Vampires, de Dracula à Buffy

La Cinémathèque française

Un long couloir obscur, éclairé de (faux) chandeliers, conduit le spectateur à la première salle de l’exposition que la Cinémathèque consacre à la créature légendaire ayant inspiré, de Murnau à Coppola, tant de cinéastes. Le ton est donné : c’est à la fois l’exploration d’un mythe et la reconstitution d’une ambiance qu’ont recherché les commissaires. Et il faut leur reconnaître une certaine inventivité. Un tableau numérique changeant vous présente, en fondu enchaîné, une galerie de vampires iconiques, dont la succession met en évidence leurs liens de parenté ; un cercueil étrangement posé au milieu d’une salle se révèle être une vitrine d’exposition ; plus loin, vous passez devant un miroir dans lequel vous ne vous reflétez pas…

Littérature, peinture, arts plastiques, bande dessinée et bien évidemment cinéma, sans oublier publicités, campagnes de sensibilisation et autres iconographies populaires s’étant réapproprié la figure du vampire, nous font suivre les évolutions de sa symbolique au cours du temps. Depuis le défi que s’étaient lancé au début du XIXe siècle Mary Shelley, Lord Byron et John Polidori d’écrire l’histoire la plus effrayante possible (ayant inspiré Frankenstein à la première et The Vampire au dernier), jusqu’aux adolescents mièvres de Twilight, il a effectivement connu bien des changements. Si dans le premier cas la mode du roman gothique en fait un être terrifiant, il est aujourd’hui mainstream au point de pouvoir servir d’argument promotionnel pour des produits aussi nobles que du fromage à l’ail ou des jus de fruits industriels. Élégant ou bestial, érotique ou monstrueux, empathique ou insensible, ses incarnations sont nombreuses et le mérite de l’exposition est de nous faire comprendre en quoi elles incarnent les préoccupations de chaque époque, avec un souci d’exhaustivité marqué.

Le visiteur effectue ce parcours de façon chronologique, chaque salle abordant un thème et une période, à grand renfort d’extraits de films, d’œuvres diverses, d’affiches, et d’objets issus de tournages cultes. Les cinéphiles fétichistes seront ravis de pouvoir contempler le masque porté par Klaus Kinski dans le Nosferatu de Werner Herzog, ou le costume de Gary Oldman dans le Dracula de Coppola. C’est l’occasion de découvrir la masse, assez effrayante en elle-même, d’œuvres ou de navets inspirées par le vampire. Les néophytes prennent des notes pour nourrir leurs listes de films à voir, tandis que les experts s’exclament avec satisfaction devant chaque nouvelle salle dont ils reconnaissent la plupart des références.

________________________________________

TÂCHES À RÉALISER:
A – Pouvez-vous restituer mot pour mot le passage de l'article sur l'exposition Vampires qui commence aux mots « Le visiteur effectue » et s'arrête après « plupart des références. » ?
B – Pouvez-vous reprendre l'article sur l'exposition Vampires à la fin de sa dernière phrase et en rédiger la suite ?

INFORMATIONS EXTRAITES:

________________________________________

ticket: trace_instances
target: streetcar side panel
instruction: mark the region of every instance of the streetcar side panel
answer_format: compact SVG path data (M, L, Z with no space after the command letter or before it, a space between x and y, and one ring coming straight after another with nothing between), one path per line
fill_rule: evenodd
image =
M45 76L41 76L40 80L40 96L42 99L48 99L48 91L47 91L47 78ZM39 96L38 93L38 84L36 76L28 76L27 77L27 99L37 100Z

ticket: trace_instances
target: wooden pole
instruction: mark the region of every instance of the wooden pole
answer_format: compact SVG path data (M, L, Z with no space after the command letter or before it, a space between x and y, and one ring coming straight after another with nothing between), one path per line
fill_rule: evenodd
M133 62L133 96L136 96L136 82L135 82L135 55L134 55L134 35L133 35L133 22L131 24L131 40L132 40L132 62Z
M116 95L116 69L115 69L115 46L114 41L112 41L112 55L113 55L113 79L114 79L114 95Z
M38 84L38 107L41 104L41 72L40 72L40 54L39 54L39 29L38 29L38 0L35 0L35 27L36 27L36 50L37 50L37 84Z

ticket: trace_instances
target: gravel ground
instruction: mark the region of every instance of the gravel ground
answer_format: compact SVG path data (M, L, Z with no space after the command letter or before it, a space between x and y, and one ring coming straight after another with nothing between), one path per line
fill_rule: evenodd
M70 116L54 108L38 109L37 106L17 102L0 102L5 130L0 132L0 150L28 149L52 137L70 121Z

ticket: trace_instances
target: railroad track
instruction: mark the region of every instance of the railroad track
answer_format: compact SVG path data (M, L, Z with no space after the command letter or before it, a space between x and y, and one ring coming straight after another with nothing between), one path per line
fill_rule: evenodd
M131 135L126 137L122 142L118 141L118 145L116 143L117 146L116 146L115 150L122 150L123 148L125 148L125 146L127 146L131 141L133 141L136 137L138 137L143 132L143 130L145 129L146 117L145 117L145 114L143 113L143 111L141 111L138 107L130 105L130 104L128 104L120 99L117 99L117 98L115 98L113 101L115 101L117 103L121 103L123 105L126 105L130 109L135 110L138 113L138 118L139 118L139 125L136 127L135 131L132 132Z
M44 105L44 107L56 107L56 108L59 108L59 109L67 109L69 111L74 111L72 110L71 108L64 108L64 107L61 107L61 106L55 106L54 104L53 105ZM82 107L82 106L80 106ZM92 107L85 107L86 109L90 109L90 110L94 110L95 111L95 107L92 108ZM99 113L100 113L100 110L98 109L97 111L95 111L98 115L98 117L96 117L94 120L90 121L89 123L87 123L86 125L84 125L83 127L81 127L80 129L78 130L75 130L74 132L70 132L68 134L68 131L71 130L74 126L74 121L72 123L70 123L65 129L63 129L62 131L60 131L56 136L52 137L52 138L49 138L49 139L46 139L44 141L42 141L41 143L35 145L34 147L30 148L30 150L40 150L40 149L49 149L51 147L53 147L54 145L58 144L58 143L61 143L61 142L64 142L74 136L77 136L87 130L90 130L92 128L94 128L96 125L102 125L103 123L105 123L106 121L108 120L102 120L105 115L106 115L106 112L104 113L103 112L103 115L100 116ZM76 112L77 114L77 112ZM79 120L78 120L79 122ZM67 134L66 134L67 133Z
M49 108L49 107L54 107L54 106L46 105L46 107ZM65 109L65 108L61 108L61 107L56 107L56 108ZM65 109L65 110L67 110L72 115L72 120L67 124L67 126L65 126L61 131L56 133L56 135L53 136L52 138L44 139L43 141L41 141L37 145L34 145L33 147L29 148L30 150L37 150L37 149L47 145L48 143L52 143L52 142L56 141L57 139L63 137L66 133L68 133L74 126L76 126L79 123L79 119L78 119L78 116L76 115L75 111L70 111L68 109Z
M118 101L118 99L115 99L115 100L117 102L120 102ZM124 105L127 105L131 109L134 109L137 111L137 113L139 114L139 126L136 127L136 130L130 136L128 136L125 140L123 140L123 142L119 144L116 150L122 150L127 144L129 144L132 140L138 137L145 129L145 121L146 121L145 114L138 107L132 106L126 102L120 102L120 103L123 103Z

________________________________________

RÉPONSES DANS L'ORDRE:
A –
Le visiteur effectue ce parcours de façon chronologique, chaque salle abordant un thème et une période, à grand renfort d’extraits de films, d’œuvres diverses, d’affiches, et d’objets issus de tournages cultes. Les cinéphiles fétichistes seront ravis de pouvoir contempler le masque porté par Klaus Kinski dans le Nosferatu de Werner Herzog, ou le costume de Gary Oldman dans le Dracula de Coppola. C’est l’occasion de découvrir la masse, assez effrayante en elle-même, d’œuvres ou de navets inspirées par le vampire. Les néophytes prennent des notes pour nourrir leurs listes de films à voir, tandis que les experts s’exclament avec satisfaction devant chaque nouvelle salle dont ils reconnaissent la plupart des références.

B –
Certes, quelques reproches pourront être fait à l’exposition. Son côté fourre-tout, et quelques tentatives de rattacher au thème des objets qui ne lui sont pas liés de façon très évidente (que vient faire là cette toile de Basquiat ?), accroc qui ne rompt que momentanément le charme de l’expérience. Son ambition d’exhaustivité laisse de côté notamment le jeu vidéo, où la figure vampiriques est pourtant régulièrement exploitée. Enfin, les œuvres évoquées sont assez peu analysées, et quelques panneaux explicatifs supplémentaires auraient pu permettre d’approfondir la démarche ; mais l’ambition de proposer une expérience grand public l’imposait sans doute, et parvenir à constituer cette atmosphère tout en instruisant les visiteurs reste indéniablement une réussite.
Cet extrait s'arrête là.